======== Given data ========
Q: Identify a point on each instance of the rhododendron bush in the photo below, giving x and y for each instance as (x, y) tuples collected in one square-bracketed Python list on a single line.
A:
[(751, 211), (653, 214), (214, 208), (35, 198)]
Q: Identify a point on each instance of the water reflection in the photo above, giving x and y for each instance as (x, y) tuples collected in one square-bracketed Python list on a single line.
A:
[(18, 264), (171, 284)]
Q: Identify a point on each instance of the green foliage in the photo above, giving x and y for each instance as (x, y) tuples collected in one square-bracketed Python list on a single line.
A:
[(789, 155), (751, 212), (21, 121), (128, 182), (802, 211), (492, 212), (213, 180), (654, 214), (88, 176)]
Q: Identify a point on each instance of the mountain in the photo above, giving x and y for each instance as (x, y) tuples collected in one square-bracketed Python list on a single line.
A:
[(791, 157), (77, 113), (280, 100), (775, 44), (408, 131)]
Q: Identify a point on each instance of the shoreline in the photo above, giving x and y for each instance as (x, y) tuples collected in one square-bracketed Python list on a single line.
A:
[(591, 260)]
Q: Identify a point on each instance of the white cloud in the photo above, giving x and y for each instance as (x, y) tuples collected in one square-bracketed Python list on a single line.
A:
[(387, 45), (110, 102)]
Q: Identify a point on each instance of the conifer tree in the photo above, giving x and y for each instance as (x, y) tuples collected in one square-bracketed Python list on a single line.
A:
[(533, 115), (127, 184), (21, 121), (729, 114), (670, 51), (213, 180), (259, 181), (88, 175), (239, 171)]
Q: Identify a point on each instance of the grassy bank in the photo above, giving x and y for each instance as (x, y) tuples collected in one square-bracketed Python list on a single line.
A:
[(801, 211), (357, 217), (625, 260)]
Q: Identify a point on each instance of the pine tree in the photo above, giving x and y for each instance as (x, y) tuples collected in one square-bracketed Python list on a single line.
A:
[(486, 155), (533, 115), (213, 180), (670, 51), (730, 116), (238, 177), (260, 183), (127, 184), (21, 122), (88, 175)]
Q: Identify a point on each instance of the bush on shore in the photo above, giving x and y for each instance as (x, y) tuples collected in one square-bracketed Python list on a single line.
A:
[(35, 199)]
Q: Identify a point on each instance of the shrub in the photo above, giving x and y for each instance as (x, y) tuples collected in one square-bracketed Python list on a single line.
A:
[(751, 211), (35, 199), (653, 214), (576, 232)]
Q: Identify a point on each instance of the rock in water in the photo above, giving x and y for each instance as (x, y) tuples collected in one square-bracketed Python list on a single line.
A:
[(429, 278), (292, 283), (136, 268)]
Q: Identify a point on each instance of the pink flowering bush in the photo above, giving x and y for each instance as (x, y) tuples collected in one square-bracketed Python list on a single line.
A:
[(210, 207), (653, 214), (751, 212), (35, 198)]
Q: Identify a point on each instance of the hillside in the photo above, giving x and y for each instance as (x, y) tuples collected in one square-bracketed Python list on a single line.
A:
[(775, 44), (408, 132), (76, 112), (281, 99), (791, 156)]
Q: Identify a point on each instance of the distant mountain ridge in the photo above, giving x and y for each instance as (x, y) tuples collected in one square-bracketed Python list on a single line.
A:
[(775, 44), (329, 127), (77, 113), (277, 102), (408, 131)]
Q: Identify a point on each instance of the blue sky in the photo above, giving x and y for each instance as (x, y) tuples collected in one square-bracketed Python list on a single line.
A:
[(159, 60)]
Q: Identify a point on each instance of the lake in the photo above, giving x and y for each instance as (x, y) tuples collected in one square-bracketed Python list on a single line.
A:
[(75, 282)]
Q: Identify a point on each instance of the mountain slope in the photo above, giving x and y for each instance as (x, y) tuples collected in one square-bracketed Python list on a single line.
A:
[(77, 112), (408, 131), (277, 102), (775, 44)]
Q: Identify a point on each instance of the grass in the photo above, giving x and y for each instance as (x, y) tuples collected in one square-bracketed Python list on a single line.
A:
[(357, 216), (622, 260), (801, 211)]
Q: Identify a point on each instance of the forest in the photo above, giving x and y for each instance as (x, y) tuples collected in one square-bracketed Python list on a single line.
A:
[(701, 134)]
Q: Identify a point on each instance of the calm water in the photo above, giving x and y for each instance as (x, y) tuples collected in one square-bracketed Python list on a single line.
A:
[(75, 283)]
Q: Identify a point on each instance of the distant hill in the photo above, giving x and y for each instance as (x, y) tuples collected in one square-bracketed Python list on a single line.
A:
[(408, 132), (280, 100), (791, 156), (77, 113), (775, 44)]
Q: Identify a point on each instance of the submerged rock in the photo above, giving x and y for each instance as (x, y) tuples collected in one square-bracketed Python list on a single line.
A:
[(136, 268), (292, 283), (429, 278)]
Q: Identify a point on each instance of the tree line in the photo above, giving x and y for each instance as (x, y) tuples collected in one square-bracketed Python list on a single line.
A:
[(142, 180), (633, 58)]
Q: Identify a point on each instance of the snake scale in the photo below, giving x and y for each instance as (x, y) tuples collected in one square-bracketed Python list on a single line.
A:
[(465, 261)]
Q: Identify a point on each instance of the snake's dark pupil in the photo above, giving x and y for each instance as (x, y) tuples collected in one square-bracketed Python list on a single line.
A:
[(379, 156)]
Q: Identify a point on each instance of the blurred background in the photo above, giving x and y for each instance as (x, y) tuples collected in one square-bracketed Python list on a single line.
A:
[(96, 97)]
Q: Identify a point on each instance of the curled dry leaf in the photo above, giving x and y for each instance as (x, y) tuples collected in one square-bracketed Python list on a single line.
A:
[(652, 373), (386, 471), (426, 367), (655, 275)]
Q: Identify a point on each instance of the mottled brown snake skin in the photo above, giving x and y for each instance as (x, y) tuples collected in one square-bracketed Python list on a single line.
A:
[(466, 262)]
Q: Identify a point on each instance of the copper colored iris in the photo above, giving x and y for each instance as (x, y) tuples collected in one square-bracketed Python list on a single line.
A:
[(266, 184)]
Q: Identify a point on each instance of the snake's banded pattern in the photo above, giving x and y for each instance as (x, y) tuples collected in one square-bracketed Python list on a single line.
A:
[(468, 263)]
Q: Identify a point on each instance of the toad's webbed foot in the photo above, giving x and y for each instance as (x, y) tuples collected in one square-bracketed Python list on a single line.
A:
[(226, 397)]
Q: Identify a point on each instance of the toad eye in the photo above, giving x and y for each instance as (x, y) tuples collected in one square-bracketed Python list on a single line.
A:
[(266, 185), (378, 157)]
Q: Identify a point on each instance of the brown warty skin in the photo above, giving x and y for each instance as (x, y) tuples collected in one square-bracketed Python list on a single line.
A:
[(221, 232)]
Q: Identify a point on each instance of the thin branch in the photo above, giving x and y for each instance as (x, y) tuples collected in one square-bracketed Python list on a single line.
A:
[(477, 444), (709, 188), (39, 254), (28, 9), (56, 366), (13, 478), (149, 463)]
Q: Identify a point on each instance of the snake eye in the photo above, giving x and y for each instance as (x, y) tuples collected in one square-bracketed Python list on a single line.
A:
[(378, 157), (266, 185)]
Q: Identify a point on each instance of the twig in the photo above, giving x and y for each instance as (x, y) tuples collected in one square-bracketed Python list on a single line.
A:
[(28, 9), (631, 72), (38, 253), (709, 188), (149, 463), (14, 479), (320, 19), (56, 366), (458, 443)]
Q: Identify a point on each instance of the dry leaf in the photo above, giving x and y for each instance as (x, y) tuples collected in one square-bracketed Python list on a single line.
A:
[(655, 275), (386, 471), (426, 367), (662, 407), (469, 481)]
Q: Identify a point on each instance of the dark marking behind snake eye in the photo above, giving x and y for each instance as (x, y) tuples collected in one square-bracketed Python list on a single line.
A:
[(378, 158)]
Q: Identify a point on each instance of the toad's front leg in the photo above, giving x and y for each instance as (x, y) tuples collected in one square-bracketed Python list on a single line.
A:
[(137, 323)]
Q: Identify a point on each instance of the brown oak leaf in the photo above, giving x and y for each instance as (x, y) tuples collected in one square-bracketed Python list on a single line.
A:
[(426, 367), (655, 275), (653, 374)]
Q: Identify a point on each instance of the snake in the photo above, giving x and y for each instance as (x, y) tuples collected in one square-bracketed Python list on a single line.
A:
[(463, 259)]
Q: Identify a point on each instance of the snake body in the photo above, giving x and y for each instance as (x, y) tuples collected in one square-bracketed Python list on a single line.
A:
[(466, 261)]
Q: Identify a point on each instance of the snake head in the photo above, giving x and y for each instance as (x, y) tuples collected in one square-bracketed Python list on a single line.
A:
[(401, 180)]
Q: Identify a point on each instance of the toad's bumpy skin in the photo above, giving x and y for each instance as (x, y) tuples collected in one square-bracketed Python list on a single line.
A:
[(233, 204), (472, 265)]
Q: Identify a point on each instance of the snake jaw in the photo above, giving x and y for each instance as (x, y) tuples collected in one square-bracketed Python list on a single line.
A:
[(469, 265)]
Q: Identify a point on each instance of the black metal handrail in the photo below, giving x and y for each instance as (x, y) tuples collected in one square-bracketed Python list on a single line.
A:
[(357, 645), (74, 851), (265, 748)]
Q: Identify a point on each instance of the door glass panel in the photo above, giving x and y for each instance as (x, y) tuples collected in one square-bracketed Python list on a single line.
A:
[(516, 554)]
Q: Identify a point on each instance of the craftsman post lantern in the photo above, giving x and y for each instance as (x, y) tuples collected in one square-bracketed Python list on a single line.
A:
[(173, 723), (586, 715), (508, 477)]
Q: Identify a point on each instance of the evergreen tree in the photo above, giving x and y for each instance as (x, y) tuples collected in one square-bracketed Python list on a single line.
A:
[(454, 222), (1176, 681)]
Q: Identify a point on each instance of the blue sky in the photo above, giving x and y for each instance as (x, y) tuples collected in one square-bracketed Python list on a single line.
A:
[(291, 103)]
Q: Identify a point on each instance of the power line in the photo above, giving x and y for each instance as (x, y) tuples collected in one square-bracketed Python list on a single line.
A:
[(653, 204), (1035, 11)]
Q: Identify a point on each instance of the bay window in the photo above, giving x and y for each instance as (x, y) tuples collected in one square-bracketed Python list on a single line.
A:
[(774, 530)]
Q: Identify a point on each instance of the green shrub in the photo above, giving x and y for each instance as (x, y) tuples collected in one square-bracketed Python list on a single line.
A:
========
*Instructions to follow*
Tally every line of the data that includes "shrub". Report the number and nothing more.

*Finished task*
2